> [QUOTED TEXT]:
——

Wednesday, November 21, 2012

As I have been reading and processing the book, Intuitive Eating, I have had a few thoughts that I felt would be worthwhile sharing.

1) Why are we so worried about gaining weight when we eat intuitively? Isn't it just as logical (or perhaps illogical) that we could be just as worried that we will lose weight? Perhaps we will start skipping meals and losing our appetite, not eat enough to maintain a normal weight? Perhaps our immune systems will be depleted and we will become weak and sickly? My guess is that we worry about gaining weight (fat) because we do not trust ourselves. We have been so roped in by all the rules that we fear or own ability. We have denied ourselves freedom for so long that we doubt if we can handle it, that we will go out of control in overcompensating ourselves for what we have been denied and just stuff food in our mouths willy nilly. We will get out of control because we have been suppressed for so long.

2) In reading the part about nutrition, I have a little problem with her the idea of labelling food as "play food" or "fun food". To me, the authors just use this as a euphemism for junk food, a term which they try to avoid. It seems to me unwise to divide food into categories of "nutritious" vs. something else. I object to the dichotomy and see food more as a blend or combination of nutrients. If we need to categorize nutrition, it seems a continuum would make more sense. I see the dichotomy as contradictory to some of the principles outlined up to that point in the book, especially that we are to consider all foods equal.
I just think you can't have it both ways of saying that all foods are equal and then start downplaying and limiting some because of apparently questionable food value.

——

> [THINGS TO DO]:
(1) Answer these questions from the blog post on Intuitive Eating above.
(a) What date heads the post?
(b) Why does the writer guess that we worry about gaining weight?
(c) What term does the writer say "play food" or "fun food" is a euphemism for?
(2) In the blog post on Intuitive Eating above, name every word or phrase that the writer sets inside quotation marks.
(3) Decide whether each statement agrees with the blog post on Intuitive Eating above. Answer yes or no, and quote the words from the post that decide it.
(a) The writer approves of dividing food into "nutritious" and something else.
(b) The writer thinks a continuum would make more sense if nutrition must be categorized.
(c) According to the writer, one principle of the book is that all foods are to be considered equal.

——

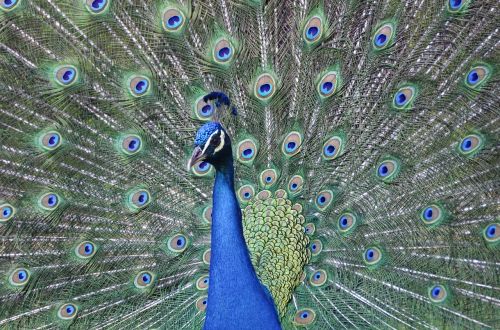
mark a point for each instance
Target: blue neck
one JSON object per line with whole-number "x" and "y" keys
{"x": 236, "y": 299}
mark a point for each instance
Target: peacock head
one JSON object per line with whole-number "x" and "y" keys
{"x": 212, "y": 144}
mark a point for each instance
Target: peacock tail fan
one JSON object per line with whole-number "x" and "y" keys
{"x": 365, "y": 142}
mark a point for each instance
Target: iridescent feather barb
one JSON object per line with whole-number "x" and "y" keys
{"x": 365, "y": 155}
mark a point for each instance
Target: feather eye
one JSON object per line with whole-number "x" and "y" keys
{"x": 67, "y": 311}
{"x": 66, "y": 75}
{"x": 388, "y": 170}
{"x": 223, "y": 51}
{"x": 202, "y": 283}
{"x": 139, "y": 85}
{"x": 313, "y": 29}
{"x": 372, "y": 257}
{"x": 309, "y": 228}
{"x": 471, "y": 144}
{"x": 19, "y": 277}
{"x": 7, "y": 211}
{"x": 138, "y": 199}
{"x": 304, "y": 317}
{"x": 318, "y": 278}
{"x": 49, "y": 201}
{"x": 384, "y": 36}
{"x": 477, "y": 76}
{"x": 202, "y": 168}
{"x": 50, "y": 141}
{"x": 265, "y": 87}
{"x": 347, "y": 222}
{"x": 207, "y": 214}
{"x": 316, "y": 247}
{"x": 131, "y": 144}
{"x": 96, "y": 6}
{"x": 323, "y": 199}
{"x": 432, "y": 215}
{"x": 247, "y": 151}
{"x": 144, "y": 279}
{"x": 492, "y": 233}
{"x": 85, "y": 250}
{"x": 201, "y": 303}
{"x": 173, "y": 20}
{"x": 268, "y": 177}
{"x": 295, "y": 185}
{"x": 404, "y": 98}
{"x": 246, "y": 193}
{"x": 291, "y": 144}
{"x": 437, "y": 293}
{"x": 333, "y": 147}
{"x": 178, "y": 243}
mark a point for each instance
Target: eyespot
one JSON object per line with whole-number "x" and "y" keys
{"x": 85, "y": 250}
{"x": 223, "y": 51}
{"x": 178, "y": 243}
{"x": 207, "y": 214}
{"x": 246, "y": 193}
{"x": 471, "y": 144}
{"x": 173, "y": 20}
{"x": 316, "y": 246}
{"x": 49, "y": 201}
{"x": 268, "y": 177}
{"x": 291, "y": 144}
{"x": 51, "y": 140}
{"x": 202, "y": 283}
{"x": 206, "y": 257}
{"x": 318, "y": 278}
{"x": 403, "y": 99}
{"x": 139, "y": 199}
{"x": 97, "y": 6}
{"x": 67, "y": 312}
{"x": 437, "y": 293}
{"x": 327, "y": 85}
{"x": 66, "y": 75}
{"x": 144, "y": 280}
{"x": 304, "y": 316}
{"x": 383, "y": 36}
{"x": 346, "y": 223}
{"x": 201, "y": 168}
{"x": 323, "y": 199}
{"x": 477, "y": 76}
{"x": 387, "y": 170}
{"x": 372, "y": 256}
{"x": 139, "y": 85}
{"x": 332, "y": 148}
{"x": 247, "y": 150}
{"x": 492, "y": 233}
{"x": 309, "y": 228}
{"x": 203, "y": 110}
{"x": 313, "y": 29}
{"x": 7, "y": 211}
{"x": 295, "y": 185}
{"x": 19, "y": 277}
{"x": 265, "y": 87}
{"x": 432, "y": 215}
{"x": 131, "y": 144}
{"x": 201, "y": 303}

——

> [ANSWERS TO THE EXERCISE]:
(1)
(a) Wednesday, November 21, 2012
(b) Because we do not trust ourselves.
(c) Junk food.

(2) "play food", "fun food", "nutritious"

(3)
(a) No: "It seems to me unwise to divide food into categories of "nutritious" vs. something else."
(b) Yes: "If we need to categorize nutrition, it seems a continuum would make more sense."
(c) Yes: "especially that we are to consider all foods equal."